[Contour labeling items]
┌──

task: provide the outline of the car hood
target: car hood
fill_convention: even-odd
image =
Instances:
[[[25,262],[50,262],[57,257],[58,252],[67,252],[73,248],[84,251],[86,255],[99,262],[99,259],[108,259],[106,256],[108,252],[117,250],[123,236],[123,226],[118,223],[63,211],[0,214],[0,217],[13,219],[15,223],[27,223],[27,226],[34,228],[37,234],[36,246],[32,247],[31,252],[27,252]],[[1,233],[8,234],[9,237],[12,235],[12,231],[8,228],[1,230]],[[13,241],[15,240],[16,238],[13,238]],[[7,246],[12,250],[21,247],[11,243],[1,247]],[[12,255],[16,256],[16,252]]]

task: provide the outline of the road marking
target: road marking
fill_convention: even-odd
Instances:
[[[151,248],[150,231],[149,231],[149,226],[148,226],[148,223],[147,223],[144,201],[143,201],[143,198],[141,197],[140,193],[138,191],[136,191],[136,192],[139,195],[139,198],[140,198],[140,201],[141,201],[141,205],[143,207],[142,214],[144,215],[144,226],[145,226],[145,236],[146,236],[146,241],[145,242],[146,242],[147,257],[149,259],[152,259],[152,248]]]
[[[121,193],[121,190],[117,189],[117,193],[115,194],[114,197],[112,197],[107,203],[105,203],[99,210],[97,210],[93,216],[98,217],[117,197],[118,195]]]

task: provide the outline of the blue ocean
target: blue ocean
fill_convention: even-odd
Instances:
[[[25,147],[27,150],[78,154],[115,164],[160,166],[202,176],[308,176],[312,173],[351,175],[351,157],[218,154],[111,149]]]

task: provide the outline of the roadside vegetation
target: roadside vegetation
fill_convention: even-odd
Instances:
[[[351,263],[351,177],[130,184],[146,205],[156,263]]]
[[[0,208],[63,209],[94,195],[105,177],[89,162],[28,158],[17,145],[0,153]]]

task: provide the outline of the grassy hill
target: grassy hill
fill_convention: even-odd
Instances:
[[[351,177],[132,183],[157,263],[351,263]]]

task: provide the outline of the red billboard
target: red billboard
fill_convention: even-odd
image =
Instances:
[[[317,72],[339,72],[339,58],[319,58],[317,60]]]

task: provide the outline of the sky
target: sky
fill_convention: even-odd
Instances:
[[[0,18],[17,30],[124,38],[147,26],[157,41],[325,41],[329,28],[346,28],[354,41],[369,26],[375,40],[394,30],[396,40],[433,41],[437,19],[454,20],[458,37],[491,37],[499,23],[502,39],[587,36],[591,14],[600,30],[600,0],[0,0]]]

└──

▶ [Written exercise]
Extract all of the lines above verbatim, without changing any character.

▶ [Output for this exercise]
task: provide the outline of the car hood
target: car hood
fill_convention: even-odd
image =
Instances:
[[[25,262],[50,262],[57,257],[58,252],[67,252],[73,248],[84,251],[86,255],[99,262],[99,259],[108,259],[106,256],[108,252],[117,250],[123,236],[123,226],[118,223],[63,211],[0,214],[0,217],[13,219],[15,223],[27,223],[27,226],[34,228],[37,234],[36,246],[32,247],[31,252],[27,252]],[[1,233],[8,234],[9,237],[12,235],[12,231],[8,228],[1,230]],[[13,241],[15,240],[16,238],[13,238]],[[7,246],[12,250],[21,247],[11,243],[1,247]],[[12,255],[16,256],[16,252]]]

task: provide the outline of the road marking
target: road marking
fill_convention: even-odd
Instances:
[[[151,248],[150,231],[149,231],[149,226],[148,226],[148,223],[147,223],[144,201],[143,201],[143,198],[141,197],[140,193],[138,191],[136,191],[136,192],[139,195],[139,198],[140,198],[140,201],[141,201],[141,205],[143,207],[142,214],[144,215],[144,226],[145,226],[145,236],[146,236],[146,241],[145,242],[146,242],[147,257],[149,259],[152,259],[152,248]]]
[[[121,193],[121,190],[117,189],[117,193],[115,194],[114,197],[112,197],[107,203],[105,203],[99,210],[97,210],[93,216],[98,217],[117,197],[118,195]]]

task: provide the outline of the blue ocean
target: blue ocean
fill_convention: even-odd
Instances:
[[[25,147],[27,150],[78,154],[115,164],[160,166],[202,176],[308,176],[312,173],[351,175],[351,157],[218,154],[111,149]]]

task: provide the outline of the roadside vegetation
target: roadside vegetation
fill_convention: even-odd
Instances:
[[[351,263],[351,177],[130,184],[146,205],[156,263]]]
[[[0,208],[63,209],[94,195],[105,177],[89,162],[28,158],[17,145],[0,153]]]

task: provide the outline of the grassy hill
target: grassy hill
fill_convention: even-odd
Instances:
[[[351,177],[132,183],[157,263],[351,263]]]

task: provide the outline of the red billboard
target: red billboard
fill_convention: even-odd
image =
Instances:
[[[317,72],[339,72],[339,58],[319,58],[317,60]]]

task: provide the outline of the sky
target: sky
fill_convention: even-odd
Instances:
[[[0,18],[17,30],[124,38],[147,26],[157,41],[325,41],[329,28],[346,28],[354,41],[369,26],[375,40],[394,30],[396,40],[433,41],[437,19],[454,20],[458,37],[491,37],[499,23],[502,39],[587,36],[591,14],[600,30],[600,0],[0,0]]]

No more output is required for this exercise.